## [TASK REQUIREMENTS]
Print the material below line for line, with no changes to any line.

## [RECORDS PROVIDED]

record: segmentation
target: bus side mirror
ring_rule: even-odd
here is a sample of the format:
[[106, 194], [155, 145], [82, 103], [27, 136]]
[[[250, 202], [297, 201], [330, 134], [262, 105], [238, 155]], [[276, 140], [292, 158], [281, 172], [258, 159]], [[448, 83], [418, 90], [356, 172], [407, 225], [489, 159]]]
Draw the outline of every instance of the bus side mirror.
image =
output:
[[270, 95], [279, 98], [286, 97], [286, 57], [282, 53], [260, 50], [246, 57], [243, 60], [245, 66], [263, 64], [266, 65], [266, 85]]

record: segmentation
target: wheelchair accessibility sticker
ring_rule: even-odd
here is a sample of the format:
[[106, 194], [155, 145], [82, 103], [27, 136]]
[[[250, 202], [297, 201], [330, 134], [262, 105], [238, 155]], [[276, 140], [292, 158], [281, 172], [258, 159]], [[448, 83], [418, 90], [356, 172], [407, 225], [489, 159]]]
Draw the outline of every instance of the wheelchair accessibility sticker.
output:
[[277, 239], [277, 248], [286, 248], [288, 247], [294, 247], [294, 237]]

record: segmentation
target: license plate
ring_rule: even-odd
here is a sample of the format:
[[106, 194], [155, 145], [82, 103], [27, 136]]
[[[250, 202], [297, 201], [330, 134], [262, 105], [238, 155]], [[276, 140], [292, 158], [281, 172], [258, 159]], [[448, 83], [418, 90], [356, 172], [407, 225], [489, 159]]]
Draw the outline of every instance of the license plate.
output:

## [ANSWER TO THIS TASK]
record: segmentation
target: bus side mirror
ring_rule: even-odd
here is a sample of the format:
[[106, 194], [155, 145], [82, 103], [27, 136]]
[[[250, 202], [297, 201], [330, 134], [262, 105], [238, 155]], [[276, 140], [292, 158], [281, 172], [258, 159]], [[448, 83], [418, 90], [356, 172], [407, 225], [489, 159]]]
Draw the outline of every instance of the bus side mirror.
image =
output:
[[270, 95], [279, 98], [286, 97], [286, 57], [282, 53], [260, 50], [246, 57], [243, 60], [245, 66], [263, 64], [266, 65], [266, 85]]

record: segmentation
target: wheelchair accessibility sticker
ring_rule: even-odd
here is a sample of the format:
[[106, 194], [155, 145], [82, 103], [27, 136]]
[[[250, 202], [297, 201], [330, 134], [262, 105], [238, 155]], [[276, 140], [292, 158], [281, 172], [258, 159]], [[448, 83], [418, 90], [356, 172], [407, 225], [489, 159]]]
Draw the outline of every instance of the wheelchair accessibility sticker.
output:
[[277, 239], [277, 248], [286, 248], [288, 247], [294, 247], [294, 237]]

record: segmentation
target: license plate
ring_rule: even-odd
here is a sample of the format:
[[106, 194], [155, 145], [82, 103], [27, 136]]
[[[250, 202], [297, 201], [330, 134], [262, 105], [238, 155]], [[276, 140], [292, 158], [281, 172], [258, 159]], [[448, 83], [418, 90], [356, 172], [407, 225], [489, 159]]]
Draw the outline of every instance of the license plate.
output:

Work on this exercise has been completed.